Tarefa proposta A
Reproduza sem alterações as entradas, começando pela primeira linha e parando após a linha que contém "pixel 440 209", inclusive. Deixe as imagens fora da resposta.

Trecho para leitura
Existem várias maneiras de aprender as coisas. A mais convencional delas é a do discurso pedagógico, a fala organizada que pretende nos ensinar o que precisamos saber. Mas aquela que nos marca de modo mais profundo e duradouro é sempre a da observação do gesto do outro, o exemplo do qual somos testemunhas e cujo significado reconhecemos visceralmente.
É assim que nos sentimos diante de "Quase Tudo", o livro de memórias de Danuza Leão, que, sem ter a pretensão de nos ensinar nada, nos põe diante de várias linhas de narração, que vão desde as revelações íntimas de uma mulher sobre os modos de viver o cotidiano (e sobretudo amar) no seu tempo de vida até a história mundana e política do Brasil da segunda metade do século passado.
É muito raro encontrar, num mesmo livro, confissões privadas tão contundentes e revelações públicas tão preciosas.
Danuza Leão faz isso sem recorrer a métodos de rigor literário ou científico, através do simples desfiar de suas lembranças, nem sempre cronologicamente ordenadas, mas constantemente arrebatadoras de sinceridade e clareza. Através de seus conturbados romances com o ator francês Daniel Gélin ou com o jornalista brasileiro Antônio Maria, ficamos conhecendo as personalidades e os hábitos privados ou públicos de um determinado tempo, como se estivéssemos num romance de Stendhal (embora, segundo ela escreve, Danuza prefira Balzac e Eça de Queiroz) ou num desses compêndios científicos de história dos costumes.


É raro encontrar confissões privadas tão contundentes e revelações públicas tão preciosas

A partir dos anos 1950, uma sucessão de mulheres independentes e corajosas começaram a inventar publicamente um outro jeito de ser mulher no Brasil, rompendo as tradições e os preconceitos ibéricos e patriarcais de nossa sociedade. É claro que já havia, em nossa história, os exemplos solitários de mulheres como Pagu, mas agora essa revolução se dava como uma clara e explícita missão. Danuza Leão foi, digamos assim, a pioneira involuntária desse movimento que teve seu apogeu na consagração pública de gente como sua irmã, Nara, ou como Leila Diniz.

Tarefa proposta B
No trecho para leitura, quais escritores Danuza Leão diz preferir?

Entradas de dados coletadas:
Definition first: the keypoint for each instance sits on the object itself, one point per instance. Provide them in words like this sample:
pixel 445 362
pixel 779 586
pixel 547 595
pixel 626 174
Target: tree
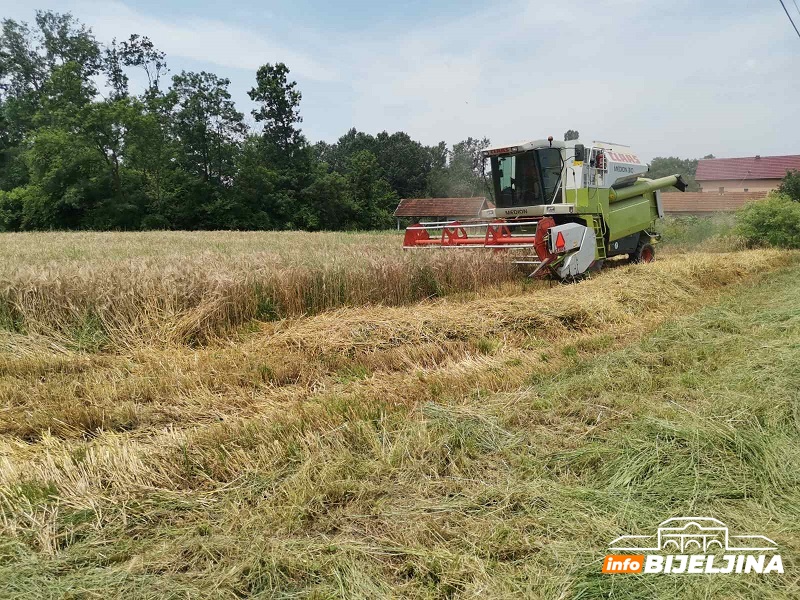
pixel 279 112
pixel 372 196
pixel 207 124
pixel 790 186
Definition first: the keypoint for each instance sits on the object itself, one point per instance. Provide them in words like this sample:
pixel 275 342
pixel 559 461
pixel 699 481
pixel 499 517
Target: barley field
pixel 297 415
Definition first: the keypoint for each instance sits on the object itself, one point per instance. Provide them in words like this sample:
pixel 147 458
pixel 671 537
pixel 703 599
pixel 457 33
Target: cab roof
pixel 521 147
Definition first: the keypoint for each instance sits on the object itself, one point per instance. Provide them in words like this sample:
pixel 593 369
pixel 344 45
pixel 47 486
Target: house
pixel 750 174
pixel 440 209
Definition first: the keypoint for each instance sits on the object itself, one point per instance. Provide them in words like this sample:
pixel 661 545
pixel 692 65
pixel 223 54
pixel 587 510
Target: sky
pixel 668 78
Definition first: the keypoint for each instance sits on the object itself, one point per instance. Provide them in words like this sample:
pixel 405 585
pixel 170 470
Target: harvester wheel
pixel 644 253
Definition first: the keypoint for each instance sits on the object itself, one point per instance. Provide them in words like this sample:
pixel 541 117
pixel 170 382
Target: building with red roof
pixel 749 174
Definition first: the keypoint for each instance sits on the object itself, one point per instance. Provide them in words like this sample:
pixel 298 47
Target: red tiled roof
pixel 441 207
pixel 706 202
pixel 751 167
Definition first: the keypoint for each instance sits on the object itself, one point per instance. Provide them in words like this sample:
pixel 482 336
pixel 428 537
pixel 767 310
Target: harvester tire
pixel 644 253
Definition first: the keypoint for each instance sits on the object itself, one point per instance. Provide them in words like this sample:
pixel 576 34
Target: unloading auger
pixel 563 208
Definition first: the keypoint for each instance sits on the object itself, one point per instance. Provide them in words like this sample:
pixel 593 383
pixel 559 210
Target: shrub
pixel 790 186
pixel 771 222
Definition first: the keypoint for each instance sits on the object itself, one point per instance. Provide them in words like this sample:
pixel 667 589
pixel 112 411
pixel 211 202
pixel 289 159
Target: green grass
pixel 706 233
pixel 513 494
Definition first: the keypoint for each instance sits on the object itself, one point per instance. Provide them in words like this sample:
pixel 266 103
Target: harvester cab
pixel 560 207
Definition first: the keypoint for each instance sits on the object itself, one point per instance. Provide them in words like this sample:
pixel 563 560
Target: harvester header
pixel 563 207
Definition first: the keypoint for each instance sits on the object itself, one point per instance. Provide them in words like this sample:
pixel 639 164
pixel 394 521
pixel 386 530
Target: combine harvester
pixel 563 207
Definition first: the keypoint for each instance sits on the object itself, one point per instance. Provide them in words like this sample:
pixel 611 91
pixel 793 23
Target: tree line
pixel 80 149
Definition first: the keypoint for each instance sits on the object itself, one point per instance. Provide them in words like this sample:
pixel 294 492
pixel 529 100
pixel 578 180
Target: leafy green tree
pixel 771 222
pixel 206 122
pixel 790 186
pixel 371 194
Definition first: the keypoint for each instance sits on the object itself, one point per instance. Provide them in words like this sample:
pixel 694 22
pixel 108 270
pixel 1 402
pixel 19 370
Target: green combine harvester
pixel 561 207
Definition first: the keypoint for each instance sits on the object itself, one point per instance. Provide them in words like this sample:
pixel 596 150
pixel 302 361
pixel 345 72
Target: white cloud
pixel 203 40
pixel 681 82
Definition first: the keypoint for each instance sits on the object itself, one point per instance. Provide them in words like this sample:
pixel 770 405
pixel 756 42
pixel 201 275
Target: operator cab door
pixel 528 179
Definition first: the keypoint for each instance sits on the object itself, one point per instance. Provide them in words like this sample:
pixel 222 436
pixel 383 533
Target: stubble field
pixel 322 415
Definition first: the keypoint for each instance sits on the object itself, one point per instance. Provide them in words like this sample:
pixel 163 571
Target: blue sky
pixel 669 78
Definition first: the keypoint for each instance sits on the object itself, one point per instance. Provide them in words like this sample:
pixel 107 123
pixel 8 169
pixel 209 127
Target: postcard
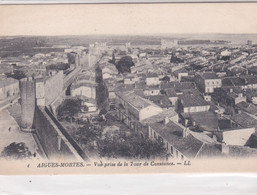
pixel 128 88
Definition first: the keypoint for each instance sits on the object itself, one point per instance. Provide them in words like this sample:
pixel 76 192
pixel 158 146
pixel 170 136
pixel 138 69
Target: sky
pixel 127 19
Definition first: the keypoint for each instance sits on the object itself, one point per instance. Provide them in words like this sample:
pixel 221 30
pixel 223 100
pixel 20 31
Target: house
pixel 132 109
pixel 181 73
pixel 177 140
pixel 9 87
pixel 88 105
pixel 152 79
pixel 130 79
pixel 235 136
pixel 160 100
pixel 207 82
pixel 151 90
pixel 229 96
pixel 109 72
pixel 200 121
pixel 172 95
pixel 84 86
pixel 243 119
pixel 190 102
pixel 247 107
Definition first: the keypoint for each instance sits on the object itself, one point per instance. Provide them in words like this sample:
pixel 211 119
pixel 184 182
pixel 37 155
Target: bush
pixel 16 151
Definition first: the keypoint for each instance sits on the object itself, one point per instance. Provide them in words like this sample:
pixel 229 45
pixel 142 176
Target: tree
pixel 68 108
pixel 133 146
pixel 16 151
pixel 124 64
pixel 88 133
pixel 60 66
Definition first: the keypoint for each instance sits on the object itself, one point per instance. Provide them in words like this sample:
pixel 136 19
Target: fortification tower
pixel 28 97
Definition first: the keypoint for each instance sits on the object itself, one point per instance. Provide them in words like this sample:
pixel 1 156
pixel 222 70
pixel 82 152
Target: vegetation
pixel 16 151
pixel 61 66
pixel 133 146
pixel 176 60
pixel 124 64
pixel 17 74
pixel 88 133
pixel 71 58
pixel 68 109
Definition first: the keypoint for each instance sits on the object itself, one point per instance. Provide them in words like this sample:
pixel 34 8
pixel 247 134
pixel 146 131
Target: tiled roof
pixel 160 100
pixel 206 120
pixel 171 92
pixel 151 75
pixel 135 100
pixel 7 81
pixel 160 117
pixel 171 132
pixel 250 108
pixel 209 75
pixel 244 120
pixel 191 99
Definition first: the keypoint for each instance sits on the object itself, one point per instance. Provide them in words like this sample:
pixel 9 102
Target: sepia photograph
pixel 110 88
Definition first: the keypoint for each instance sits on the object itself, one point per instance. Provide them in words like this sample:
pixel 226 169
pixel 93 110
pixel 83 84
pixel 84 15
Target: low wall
pixel 55 141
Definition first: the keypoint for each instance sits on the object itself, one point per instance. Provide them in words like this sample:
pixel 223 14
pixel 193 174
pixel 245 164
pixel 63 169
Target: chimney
pixel 224 148
pixel 214 137
pixel 186 122
pixel 166 120
pixel 185 132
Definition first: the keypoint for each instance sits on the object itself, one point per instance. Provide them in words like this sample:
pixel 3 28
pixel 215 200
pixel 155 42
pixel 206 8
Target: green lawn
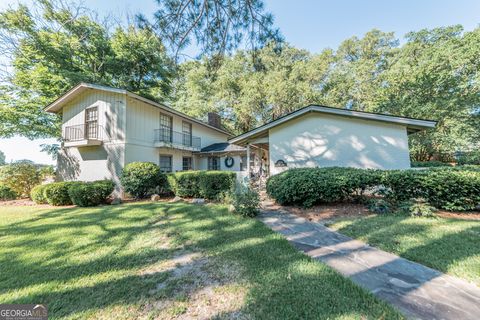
pixel 128 261
pixel 448 245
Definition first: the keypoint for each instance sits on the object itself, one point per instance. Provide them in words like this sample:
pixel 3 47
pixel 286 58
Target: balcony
pixel 81 135
pixel 178 140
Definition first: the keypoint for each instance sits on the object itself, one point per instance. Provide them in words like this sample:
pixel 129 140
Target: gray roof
pixel 223 147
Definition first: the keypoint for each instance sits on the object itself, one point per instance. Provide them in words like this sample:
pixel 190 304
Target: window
pixel 165 128
pixel 213 163
pixel 243 163
pixel 187 163
pixel 165 163
pixel 187 133
pixel 91 123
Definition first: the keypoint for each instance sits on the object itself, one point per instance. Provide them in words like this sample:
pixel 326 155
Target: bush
pixel 57 193
pixel 417 209
pixel 403 184
pixel 38 194
pixel 308 186
pixel 87 194
pixel 140 179
pixel 429 164
pixel 6 193
pixel 21 177
pixel 245 201
pixel 455 188
pixel 380 206
pixel 201 184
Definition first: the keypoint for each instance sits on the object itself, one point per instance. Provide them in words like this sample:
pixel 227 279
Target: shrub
pixel 308 186
pixel 454 190
pixel 87 194
pixel 6 193
pixel 245 201
pixel 140 179
pixel 38 194
pixel 21 177
pixel 403 184
pixel 429 164
pixel 416 209
pixel 379 206
pixel 201 184
pixel 56 193
pixel 472 157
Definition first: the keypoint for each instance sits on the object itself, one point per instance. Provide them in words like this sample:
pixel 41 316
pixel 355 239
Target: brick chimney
pixel 214 120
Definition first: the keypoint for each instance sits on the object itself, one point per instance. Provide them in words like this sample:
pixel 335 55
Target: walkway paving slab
pixel 417 291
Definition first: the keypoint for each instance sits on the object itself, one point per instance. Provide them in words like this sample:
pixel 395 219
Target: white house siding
pixel 142 121
pixel 95 162
pixel 321 140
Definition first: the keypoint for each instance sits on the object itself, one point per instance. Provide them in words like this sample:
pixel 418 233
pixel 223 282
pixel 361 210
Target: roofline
pixel 62 98
pixel 411 123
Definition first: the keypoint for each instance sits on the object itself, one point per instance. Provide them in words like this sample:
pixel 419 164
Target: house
pixel 104 128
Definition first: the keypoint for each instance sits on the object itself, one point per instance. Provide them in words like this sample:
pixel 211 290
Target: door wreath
pixel 229 162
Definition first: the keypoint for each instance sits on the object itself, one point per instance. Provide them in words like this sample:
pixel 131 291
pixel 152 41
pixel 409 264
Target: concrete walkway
pixel 417 291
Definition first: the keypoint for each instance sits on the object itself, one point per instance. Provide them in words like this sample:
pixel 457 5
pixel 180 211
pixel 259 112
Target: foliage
pixel 88 194
pixel 20 176
pixel 472 157
pixel 38 194
pixel 140 179
pixel 54 46
pixel 416 209
pixel 217 26
pixel 7 193
pixel 201 184
pixel 433 75
pixel 429 164
pixel 56 193
pixel 380 206
pixel 245 201
pixel 308 186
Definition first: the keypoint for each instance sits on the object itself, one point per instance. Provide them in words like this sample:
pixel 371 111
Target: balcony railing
pixel 86 131
pixel 177 138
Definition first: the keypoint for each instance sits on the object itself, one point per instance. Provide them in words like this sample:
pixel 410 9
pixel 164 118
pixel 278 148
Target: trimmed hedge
pixel 308 186
pixel 38 194
pixel 201 184
pixel 140 179
pixel 56 193
pixel 6 193
pixel 88 194
pixel 455 189
pixel 429 164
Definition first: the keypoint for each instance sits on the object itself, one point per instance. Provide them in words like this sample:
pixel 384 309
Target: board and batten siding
pixel 95 162
pixel 142 121
pixel 321 140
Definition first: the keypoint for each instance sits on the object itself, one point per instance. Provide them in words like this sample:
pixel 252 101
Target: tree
pixel 2 158
pixel 59 45
pixel 218 26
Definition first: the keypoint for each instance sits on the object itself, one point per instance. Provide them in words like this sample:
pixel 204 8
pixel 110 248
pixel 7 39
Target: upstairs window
pixel 165 163
pixel 187 163
pixel 91 123
pixel 166 127
pixel 213 163
pixel 187 133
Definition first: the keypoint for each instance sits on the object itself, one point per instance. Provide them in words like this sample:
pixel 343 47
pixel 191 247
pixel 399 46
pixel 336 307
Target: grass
pixel 448 245
pixel 116 262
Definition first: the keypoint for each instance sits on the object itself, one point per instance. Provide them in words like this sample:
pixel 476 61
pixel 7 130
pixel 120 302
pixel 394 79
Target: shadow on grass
pixel 429 242
pixel 42 256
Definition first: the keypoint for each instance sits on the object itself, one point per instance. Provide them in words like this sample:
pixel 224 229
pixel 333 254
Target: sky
pixel 308 24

Solução completa A
Definition first: the keypoint for each instance sits on the object itself, one point per instance. Provide them in words like this sample:
pixel 445 362
pixel 779 586
pixel 547 595
pixel 626 174
Target: tree
pixel 279 112
pixel 372 196
pixel 207 124
pixel 790 186
Definition first: the keypoint for each instance sits on the object itself, one point per instance. Provide them in words like this sample:
pixel 275 342
pixel 559 461
pixel 699 481
pixel 499 517
Target: barley field
pixel 297 415
Definition first: the keypoint for each instance sits on the object itself, one point per instance. Provide them in words like this sample:
pixel 147 458
pixel 671 537
pixel 703 599
pixel 457 33
Target: cab roof
pixel 521 147
Definition first: the keypoint for each instance sits on the object itself, one point per instance. Provide them in words like this sample:
pixel 593 369
pixel 344 45
pixel 47 486
Target: house
pixel 750 174
pixel 440 209

Solução completa B
Balzac e Eça de Queiroz.